■ Provided passage
=== Begin Enclosure ===

A neurotransmission gene may determine an earlier AD diagnostic and treatment methods.
Beacon Transcript – A neurotransmission gene may determine an earlier Alzheimer’s Disease diagnostic and treatment methods and maybe even possibly halt its progression.
The new study was carried out by a team of Tel Aviv University Sackler School of Medicine and was published in the Translational Psychiatry journal.
The researchers turned their attention towards and discovered a gene coding which could contribute to the detection of Alzheimer’s disease or AD. The protein gene coding could potentially turn of the neurotransmission signaling of AD.
RGS2 or Regulator of Protein Signaling 2 is a neurotransmission gene which has been linked, through this study, for the first time with AD.
The research reports show that a lower expression of this respective neurotransmission gene may increase an AD patient’s sensitivity to amyloid and its toxic effect.
Dr. David Gurwitz is one of the study’s lead authors and a Tel Aviv Sackler School of Medicine member of the Department of Human Molecular Genetics and Biochemistry.
Dr. Gurwitz went to explain the factors which led the research in this before unexplored direction. Previous Alzheimer’s Disease studies have, until now, established two pathological hallmarks which are specific to the neurodegenerative disease.
The two are the misfolded deposits of amyloid peptide plaques and also neurofibrillary tangles made of phosphorylated tau protein which were located in diseased brains.

=== End Enclosure ===

[Stored data]

=== Begin Enclosure ===

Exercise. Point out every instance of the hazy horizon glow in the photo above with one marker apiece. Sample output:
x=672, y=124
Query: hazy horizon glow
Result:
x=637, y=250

=== End Enclosure ===

■ Task details
Carry on the article about the RGS2 gene and Alzheimer's disease, starting right after its final sentence.

■ Reply to the exercise
But further studies have shown that the amyloid peptides could also be found in healthy older brains. As they were trying to determine the said peptide’s exact role in the AD pathology, the researchers started analyzing previous gene expression databases.
Thus, they found a common suspect in all AD cases, the RGS2 neurotransmission gene.
Further studies of the neurotransmission gene led to the conclusion that reduced RGS2 expression levels are signs of the early phases of the disease.
Their new proposal states that whether or not amyloid plaques are AD’s main culprits, the neuroprotective mechanism they activate lead to changes in the RGS2.
The researchers also advanced their neurotransmission gene theory and pointed out a new factor which might influence the disease.
According to them, the gene’s reduced expression levels increase neuron susceptibility to the possibly damaging effects of the amyloid peptides.
The team found that even in mild cognitive impairment cases, or the earliest phase of AD, RGS2 was already showing reduced expression levels.
Dr. Gurwitz pointed out the team’s belief that the reduced neurotransmission gene levels may well be a protective mechanism.
They consider that by lowering the transmission levels, the brain is trying to protect itself from the ongoing neurodegeneration characteristic of the disease.
Still, the protection measure presents benefits, but also increase the dangers. As the brain functions with fewer neurons, amyloid peptides neurotoxicity also increases. As such, misfolded amyloid plaques start to accumulate and increase in numbers.
The lead author stated that their study’s find will have to be further tested by other researchers, but that they may also introduce new detection and treatment methods.
Such a new treatment would try to diminish the negative effects of the reduced expression levels of the RGS2.